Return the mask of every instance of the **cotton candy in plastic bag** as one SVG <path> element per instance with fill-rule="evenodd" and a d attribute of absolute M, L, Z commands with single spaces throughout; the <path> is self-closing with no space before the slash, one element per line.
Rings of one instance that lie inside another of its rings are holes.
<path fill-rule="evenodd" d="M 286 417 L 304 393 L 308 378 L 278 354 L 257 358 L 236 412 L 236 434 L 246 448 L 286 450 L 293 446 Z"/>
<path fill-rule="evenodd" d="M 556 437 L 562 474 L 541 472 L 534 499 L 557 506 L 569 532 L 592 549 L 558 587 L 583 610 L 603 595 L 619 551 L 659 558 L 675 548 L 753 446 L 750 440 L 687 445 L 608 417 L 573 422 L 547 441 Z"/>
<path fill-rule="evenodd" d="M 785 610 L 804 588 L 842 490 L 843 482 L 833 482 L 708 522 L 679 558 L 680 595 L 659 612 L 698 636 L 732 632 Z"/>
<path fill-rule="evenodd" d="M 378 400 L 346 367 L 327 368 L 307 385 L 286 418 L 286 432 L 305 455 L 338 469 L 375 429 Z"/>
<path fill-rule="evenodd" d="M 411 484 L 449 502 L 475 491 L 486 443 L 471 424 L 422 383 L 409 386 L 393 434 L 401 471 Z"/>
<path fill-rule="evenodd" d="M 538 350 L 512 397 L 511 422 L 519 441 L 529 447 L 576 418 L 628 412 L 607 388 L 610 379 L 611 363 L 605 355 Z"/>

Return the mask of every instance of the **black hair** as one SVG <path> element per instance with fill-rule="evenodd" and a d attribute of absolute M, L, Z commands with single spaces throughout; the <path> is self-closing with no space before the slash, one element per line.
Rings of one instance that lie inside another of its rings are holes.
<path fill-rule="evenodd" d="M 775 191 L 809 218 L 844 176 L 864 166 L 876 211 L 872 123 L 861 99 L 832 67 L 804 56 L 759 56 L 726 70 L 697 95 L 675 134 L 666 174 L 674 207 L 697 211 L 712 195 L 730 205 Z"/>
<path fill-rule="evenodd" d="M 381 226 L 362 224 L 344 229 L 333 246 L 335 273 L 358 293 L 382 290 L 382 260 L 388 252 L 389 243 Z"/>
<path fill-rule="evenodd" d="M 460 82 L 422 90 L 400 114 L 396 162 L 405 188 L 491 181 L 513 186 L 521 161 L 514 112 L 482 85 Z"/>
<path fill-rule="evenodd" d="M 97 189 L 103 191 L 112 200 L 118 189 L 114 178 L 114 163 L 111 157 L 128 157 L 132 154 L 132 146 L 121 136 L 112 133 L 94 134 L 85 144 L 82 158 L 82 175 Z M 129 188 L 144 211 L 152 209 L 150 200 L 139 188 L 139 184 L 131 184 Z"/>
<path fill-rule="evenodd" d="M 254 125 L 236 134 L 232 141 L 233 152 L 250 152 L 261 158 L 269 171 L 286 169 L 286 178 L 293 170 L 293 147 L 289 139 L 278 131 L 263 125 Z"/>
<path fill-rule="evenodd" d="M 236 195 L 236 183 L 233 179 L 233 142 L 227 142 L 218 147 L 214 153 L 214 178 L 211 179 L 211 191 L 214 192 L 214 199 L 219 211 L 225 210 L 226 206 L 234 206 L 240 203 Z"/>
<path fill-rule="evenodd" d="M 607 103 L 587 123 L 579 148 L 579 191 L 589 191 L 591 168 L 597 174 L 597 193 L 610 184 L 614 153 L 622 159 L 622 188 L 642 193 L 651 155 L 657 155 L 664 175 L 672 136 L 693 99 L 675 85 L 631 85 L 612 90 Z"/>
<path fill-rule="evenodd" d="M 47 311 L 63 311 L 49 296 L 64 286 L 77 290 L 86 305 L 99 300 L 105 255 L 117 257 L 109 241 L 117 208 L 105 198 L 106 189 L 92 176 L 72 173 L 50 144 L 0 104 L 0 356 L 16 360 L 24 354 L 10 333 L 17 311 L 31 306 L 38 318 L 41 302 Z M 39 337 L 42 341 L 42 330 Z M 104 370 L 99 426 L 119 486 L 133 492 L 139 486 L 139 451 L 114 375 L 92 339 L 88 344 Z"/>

(WHAT IS NEEDED): Copy out every line of the records above that contains the string "throughout", treating uppercase and lowercase as different.

(ANSWER FOR THE TASK):
Return the mask of every instance of the **cotton candy in plastic bag** as one SVG <path> element per instance with fill-rule="evenodd" and a d attribute of absolute M, L, Z commands with single spaces throughout; the <path> is self-closing with no space before the slash, one element per line.
Return the mask of every instance of the **black hair** as one SVG <path> element per instance with fill-rule="evenodd" and a d attribute of absolute M, L, Z commands with single spaces throughout; the <path> is self-closing with no space before the slash, one element per line.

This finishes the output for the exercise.